═════ EXERCISE INPUT

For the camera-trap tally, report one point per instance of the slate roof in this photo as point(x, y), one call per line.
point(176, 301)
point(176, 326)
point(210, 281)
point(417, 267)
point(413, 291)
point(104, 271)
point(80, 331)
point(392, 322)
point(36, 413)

══════════

- [REQUEST]: Copy the records again, substituting "brick chimney" for "slate roof" and keeping every other word and mark unchanged.

- [PROBLEM SOLUTION]:
For the camera-trap tally, report one point per instance of the brick chimney in this photo as point(x, y), one call per line.
point(176, 301)
point(176, 326)
point(210, 281)
point(417, 267)
point(413, 291)
point(104, 271)
point(80, 331)
point(392, 322)
point(36, 413)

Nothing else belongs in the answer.